(Selection):
================

Before she came to hold nine school records, Nicole Fegans was plagued by doubt, lacking in confidence and wondering if she had what it took to make it as a distance runner at Georgia Tech, to say nothing of her ability to handle the load in the classroom.

She was frustrated, didn’t allow herself the grace to make mistakes and couldn’t enjoy the sport she loved so much as a high schooler at Landmark Christian School. There was little indication of what lay ahead for her – becoming the greatest female distance runner in school history.

At the end of her sophomore year, she realized that she had essentially ruined her year of running with her mindset.

“Because I would be at practice and just be like, ‘Oh, I’m tired, I’m out of shape,’ because I was hurt,” Fegans said in an interview with The Atlanta Journal-Constitution. “‘This is going to be a bad workout.’ And then it would be a bad workout because I’ve told myself it would be a bad workout.”

By turning her approach in a healthier direction, she will conclude her Tech career Saturday at the NCAA track and field championships at Oregon’s Hayward Field, one of the sport’s shrines. Tech’s only entrant in the championship, Fegans is one of 24 runners who will take the line for the 5,000 meters. It will be the final race in a career in which she has won three ACC championships and earned All-American status five times, among other accomplishments. The possibility of a turn as a professional runner looms after her NCAA appearance.

================

(Excerpted records):
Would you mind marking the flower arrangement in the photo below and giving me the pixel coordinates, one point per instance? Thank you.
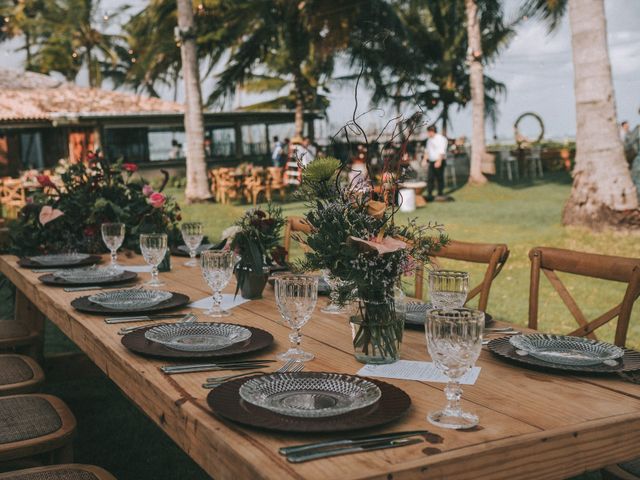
(256, 238)
(67, 215)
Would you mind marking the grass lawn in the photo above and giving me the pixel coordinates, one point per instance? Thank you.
(115, 435)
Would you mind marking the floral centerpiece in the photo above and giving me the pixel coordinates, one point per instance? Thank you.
(256, 238)
(66, 215)
(356, 238)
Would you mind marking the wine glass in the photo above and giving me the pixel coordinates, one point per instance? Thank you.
(192, 235)
(454, 341)
(296, 297)
(154, 248)
(113, 236)
(448, 288)
(217, 268)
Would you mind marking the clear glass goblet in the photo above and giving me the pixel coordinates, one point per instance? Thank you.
(154, 248)
(296, 297)
(335, 284)
(192, 235)
(454, 341)
(113, 236)
(217, 268)
(448, 288)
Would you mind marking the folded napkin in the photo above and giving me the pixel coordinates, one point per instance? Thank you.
(410, 370)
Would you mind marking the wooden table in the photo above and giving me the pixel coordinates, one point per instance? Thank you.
(532, 425)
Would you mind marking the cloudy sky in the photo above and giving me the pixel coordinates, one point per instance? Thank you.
(536, 68)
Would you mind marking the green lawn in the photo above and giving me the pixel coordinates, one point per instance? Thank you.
(114, 434)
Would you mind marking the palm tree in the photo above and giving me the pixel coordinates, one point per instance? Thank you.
(603, 191)
(197, 188)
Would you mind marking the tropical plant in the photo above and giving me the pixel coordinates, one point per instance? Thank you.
(603, 192)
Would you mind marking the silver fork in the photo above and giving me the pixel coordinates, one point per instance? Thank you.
(188, 318)
(289, 367)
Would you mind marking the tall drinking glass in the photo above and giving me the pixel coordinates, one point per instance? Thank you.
(454, 341)
(448, 288)
(153, 247)
(192, 234)
(217, 268)
(113, 236)
(296, 297)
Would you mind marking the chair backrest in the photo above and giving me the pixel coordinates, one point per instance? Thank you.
(495, 255)
(293, 228)
(605, 267)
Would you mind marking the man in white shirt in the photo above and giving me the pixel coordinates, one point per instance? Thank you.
(435, 155)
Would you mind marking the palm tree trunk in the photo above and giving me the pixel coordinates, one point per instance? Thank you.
(476, 77)
(197, 183)
(602, 192)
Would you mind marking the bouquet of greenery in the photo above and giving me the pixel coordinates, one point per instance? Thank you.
(66, 215)
(256, 238)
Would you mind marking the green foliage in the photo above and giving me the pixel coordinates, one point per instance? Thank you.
(91, 195)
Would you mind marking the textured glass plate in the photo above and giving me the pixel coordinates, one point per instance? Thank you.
(134, 299)
(417, 313)
(198, 337)
(565, 350)
(310, 394)
(89, 274)
(60, 258)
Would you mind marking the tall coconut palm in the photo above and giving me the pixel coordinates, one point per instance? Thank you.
(603, 192)
(197, 183)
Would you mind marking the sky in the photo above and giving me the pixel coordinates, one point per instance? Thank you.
(536, 68)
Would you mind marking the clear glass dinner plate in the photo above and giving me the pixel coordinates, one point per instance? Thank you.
(88, 274)
(60, 258)
(566, 350)
(198, 337)
(310, 394)
(132, 299)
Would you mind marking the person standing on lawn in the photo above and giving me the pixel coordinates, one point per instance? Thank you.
(435, 156)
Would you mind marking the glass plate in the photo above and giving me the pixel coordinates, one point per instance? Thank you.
(89, 274)
(134, 299)
(566, 350)
(60, 258)
(310, 394)
(198, 337)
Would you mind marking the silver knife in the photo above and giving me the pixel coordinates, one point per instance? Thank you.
(315, 455)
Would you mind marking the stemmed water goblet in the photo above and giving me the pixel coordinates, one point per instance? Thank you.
(154, 248)
(296, 297)
(113, 236)
(448, 288)
(192, 234)
(217, 268)
(454, 341)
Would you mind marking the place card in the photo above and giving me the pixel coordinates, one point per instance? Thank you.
(411, 370)
(228, 302)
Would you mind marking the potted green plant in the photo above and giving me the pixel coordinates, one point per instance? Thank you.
(256, 239)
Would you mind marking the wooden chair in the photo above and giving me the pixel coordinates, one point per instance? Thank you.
(72, 471)
(19, 374)
(40, 427)
(605, 267)
(293, 228)
(495, 255)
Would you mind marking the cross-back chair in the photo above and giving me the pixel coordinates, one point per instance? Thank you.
(494, 255)
(605, 267)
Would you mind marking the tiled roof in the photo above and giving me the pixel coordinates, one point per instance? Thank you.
(28, 96)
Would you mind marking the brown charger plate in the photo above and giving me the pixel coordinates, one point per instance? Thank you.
(136, 342)
(225, 401)
(51, 279)
(502, 348)
(83, 304)
(26, 262)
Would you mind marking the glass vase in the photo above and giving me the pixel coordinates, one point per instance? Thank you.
(377, 329)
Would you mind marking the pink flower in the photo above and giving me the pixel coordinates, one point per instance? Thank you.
(147, 190)
(157, 200)
(48, 214)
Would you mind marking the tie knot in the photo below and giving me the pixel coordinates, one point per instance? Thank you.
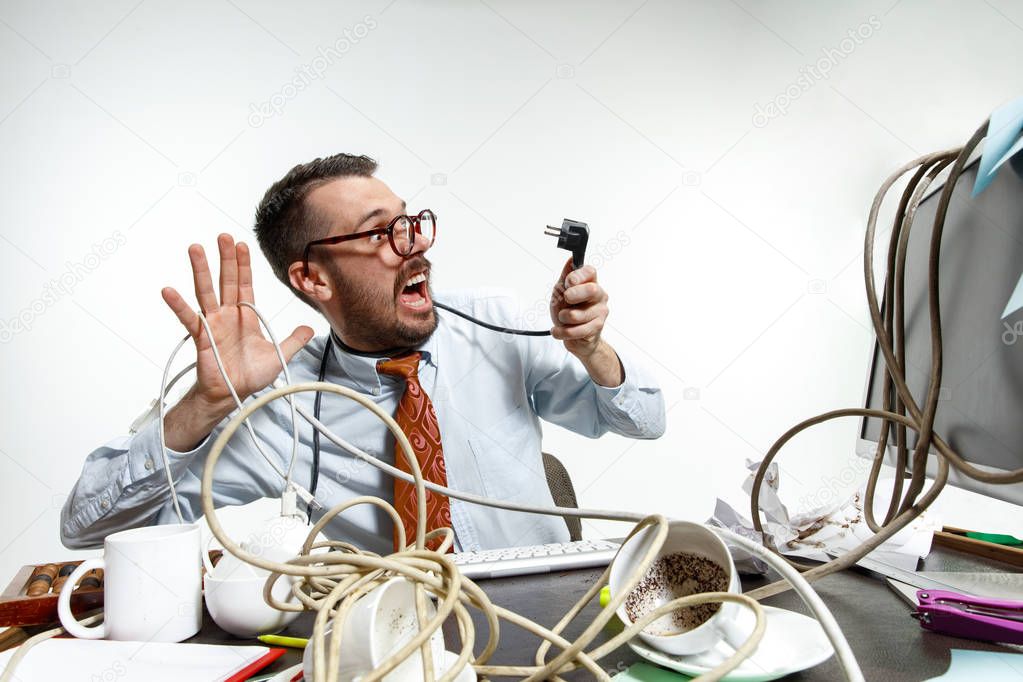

================

(Objective 1): How many ACC championships has Nicole Fegans won, according to the article about her?
(Objective 2): Extend the article about Nicole Fegans, picking up right after its last sentence.

(Written answer 1): Three.

(Written answer 2):
“I feel like there’s ‘running Nicole,’ and then there’s me,” Fegans said. “And I’m like, ‘Oh, my gosh, running Nicole has (accomplished) all those things.’ And then running Nicole is just still also overwhelmed. Like, ‘I can’t believe I just did that.’”

When Fegans came to Tech in the fall of 2017 from Landmark Christian, there was reason to think she had a chance at such greatness. She had been a high school All-American, most notably finishing seventh in the Foot Locker cross-country national championships the previous December. She chose Tech over Georgia, Tennessee and Alabama-Birmingham.

“And so you knew she had that level of talent,” Tech coach Alan Drosky said. “But there’s so many unknowns. How are they going to handle those transitions that you make in college? How important is this to her? And those are questions that you try to answer in recruiting, but at the end of the day, those are just kind of best guesses.”

The transition, as it often is, was bumpy. Training and competing in a significantly more intense environment and taking classes among high-achieving students (the admission rate that year was 23%), Fegans felt like she didn’t belong.

“Every day, I’m like, ‘I don’t think I’m smart enough. I feel like I’m not good enough for this,’” she said. “‘I’m not great at teamwork. Can I run as fast as I need to run? The coaches are relying on me. I’m the only freshman traveling (to meets). I don’t think I’m good enough to do any of this stuff.’”

“That's how I get now where, even after bad races, yes, I'm disappointed, but I know I'm better than that."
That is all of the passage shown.